DATA UNDER STUDY below:
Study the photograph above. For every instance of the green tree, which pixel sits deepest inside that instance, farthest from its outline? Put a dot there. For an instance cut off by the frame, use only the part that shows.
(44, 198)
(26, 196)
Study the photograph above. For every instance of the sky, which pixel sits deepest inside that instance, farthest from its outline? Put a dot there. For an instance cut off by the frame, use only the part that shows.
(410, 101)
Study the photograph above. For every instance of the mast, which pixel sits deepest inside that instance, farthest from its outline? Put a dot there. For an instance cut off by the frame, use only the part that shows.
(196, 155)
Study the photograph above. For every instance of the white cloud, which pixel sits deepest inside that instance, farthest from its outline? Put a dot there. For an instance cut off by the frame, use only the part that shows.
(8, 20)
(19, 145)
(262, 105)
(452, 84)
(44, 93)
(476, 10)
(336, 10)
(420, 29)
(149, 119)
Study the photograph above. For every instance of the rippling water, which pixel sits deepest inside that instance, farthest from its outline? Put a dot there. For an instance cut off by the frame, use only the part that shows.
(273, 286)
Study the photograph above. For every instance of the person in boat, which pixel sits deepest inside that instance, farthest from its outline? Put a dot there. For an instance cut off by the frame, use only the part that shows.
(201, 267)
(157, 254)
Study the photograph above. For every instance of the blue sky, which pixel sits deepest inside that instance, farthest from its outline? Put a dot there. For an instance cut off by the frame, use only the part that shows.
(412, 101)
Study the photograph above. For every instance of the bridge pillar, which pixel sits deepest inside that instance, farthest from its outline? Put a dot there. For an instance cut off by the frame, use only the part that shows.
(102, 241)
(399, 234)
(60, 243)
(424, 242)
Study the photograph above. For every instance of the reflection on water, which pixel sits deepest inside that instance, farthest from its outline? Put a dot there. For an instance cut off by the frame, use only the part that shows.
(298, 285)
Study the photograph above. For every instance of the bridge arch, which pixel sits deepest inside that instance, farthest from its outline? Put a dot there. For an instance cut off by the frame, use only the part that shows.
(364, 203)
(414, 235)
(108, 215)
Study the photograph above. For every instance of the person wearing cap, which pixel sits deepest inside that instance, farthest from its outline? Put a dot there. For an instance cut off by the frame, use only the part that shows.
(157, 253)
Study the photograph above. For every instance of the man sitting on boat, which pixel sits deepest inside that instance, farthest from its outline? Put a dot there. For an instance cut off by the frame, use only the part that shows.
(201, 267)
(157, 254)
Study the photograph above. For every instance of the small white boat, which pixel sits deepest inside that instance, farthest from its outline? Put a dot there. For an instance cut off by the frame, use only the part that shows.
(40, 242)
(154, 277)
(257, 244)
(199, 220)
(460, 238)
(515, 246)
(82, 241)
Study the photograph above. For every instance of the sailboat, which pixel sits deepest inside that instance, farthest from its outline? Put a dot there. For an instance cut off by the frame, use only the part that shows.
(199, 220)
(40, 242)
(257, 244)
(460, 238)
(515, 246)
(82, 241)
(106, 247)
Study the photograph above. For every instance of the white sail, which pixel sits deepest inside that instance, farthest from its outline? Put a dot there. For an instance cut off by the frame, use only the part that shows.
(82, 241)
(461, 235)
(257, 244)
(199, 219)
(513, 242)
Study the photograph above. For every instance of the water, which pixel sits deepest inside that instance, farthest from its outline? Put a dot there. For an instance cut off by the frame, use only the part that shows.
End of DATA UNDER STUDY.
■ **THE TASK**: Transcribe the entire listing without a single omission.

■ **YOUR SOLUTION**:
Study the photograph above. For every instance of the green tree, which pixel sits deepest inside that instance, farthest from its outline? Put a dot there. For an instance cut off by the frame, use only the part that shows.
(44, 198)
(26, 196)
Study the photograph above. For every instance of the sky, which pixel sits deepest inside that instance, farthest from its outline? Put a dot there. For an instance cut off by the frame, use only the part that shows.
(410, 101)
Study the photograph above. For every instance of the mast, which pixel sits deepest inside that instance, farthest from its outline? Put a dot there. For an instance cut off by the frame, use only the part that shows.
(196, 155)
Study the photograph above. For every instance of the white cloud, which pixel sits deepest inside that instance, farthest from its outline? Put a dot there. For an instance cut off by the frame, use only the part that shows.
(8, 20)
(19, 145)
(262, 105)
(452, 84)
(44, 93)
(476, 10)
(336, 10)
(420, 29)
(149, 119)
Study the photograph above. For every instance of the rippling water, which pixel sits deepest inside that instance, farthest from its outline? Put a dot there. For an instance cut off by the frame, use only the part that shows.
(273, 286)
Study the photograph above. For every instance of the person in boat, which pixel sits deepest inside that instance, farthest from its outline? Put a dot there. For an instance cut off by the frame, use only the part that shows.
(201, 267)
(157, 254)
Study the photograph above. For every instance of the blue sky, which pixel sits deepest inside that instance, farthest from its outline? Put a dot there. For an instance cut off by the frame, use only the part that shows.
(412, 101)
Study the photograph above. For every instance of the bridge pillar, which pixel sits deepest inside that instance, farthest from its outline? Put a dot there. For an instance cut off by the frame, use only the part that shows.
(102, 241)
(399, 234)
(60, 243)
(424, 242)
Study the photograph above. For every instance of the reflection on water, which pixel sits deepest inside that instance, farthest from its outline? Put a dot there. For an instance cut off by the frame, use only the part that shows.
(298, 285)
Study the photograph above. For every instance of the bridge arch, which pixel sits deepest inside that instance, farthest from its outline? Put a dot there. For an instance cut off by the frame, use only the part that shows.
(364, 203)
(414, 235)
(108, 215)
Study the photograph above. For every instance of the person wearing cap, which pixel sits deepest inside that instance, farthest from its outline? Put a dot there. For an instance cut off by the frame, use only the part that shows.
(157, 253)
Study the photograph above. For every instance of the man sitting on boat, which pixel sits deepest inside that instance, farthest from its outline? Put a dot there. For an instance cut off by the frame, use only the part that shows.
(201, 267)
(157, 254)
Study the photograph above. For every instance of the small white boat, which pixel sits deepest inside that instance, farthest from its outline? Put a dot there. For an instance cut off by the frame, use only the part that shows.
(40, 242)
(154, 277)
(257, 244)
(199, 220)
(460, 238)
(515, 246)
(82, 241)
Study the photograph above. For every instance of the sailboat, which pixel sits deepest inside that instance, farthest from its outline? Put a dot there. For an instance cut off by the frame, use only the part that shows.
(199, 220)
(40, 242)
(257, 244)
(460, 238)
(515, 246)
(82, 241)
(106, 247)
Study the photograph above. For every instance of the white sail, which pixel sits deepest inside that instance, farthest from its outline? Put a dot there. For an instance cut off by the frame, use only the part that shows.
(82, 241)
(461, 235)
(257, 244)
(199, 219)
(513, 242)
Study the photograph above. For every instance of the water, which pixel sits deepest inside that instance, farthest from its outline? Put a dot there. For an instance cut off by the frame, use only the part that shows.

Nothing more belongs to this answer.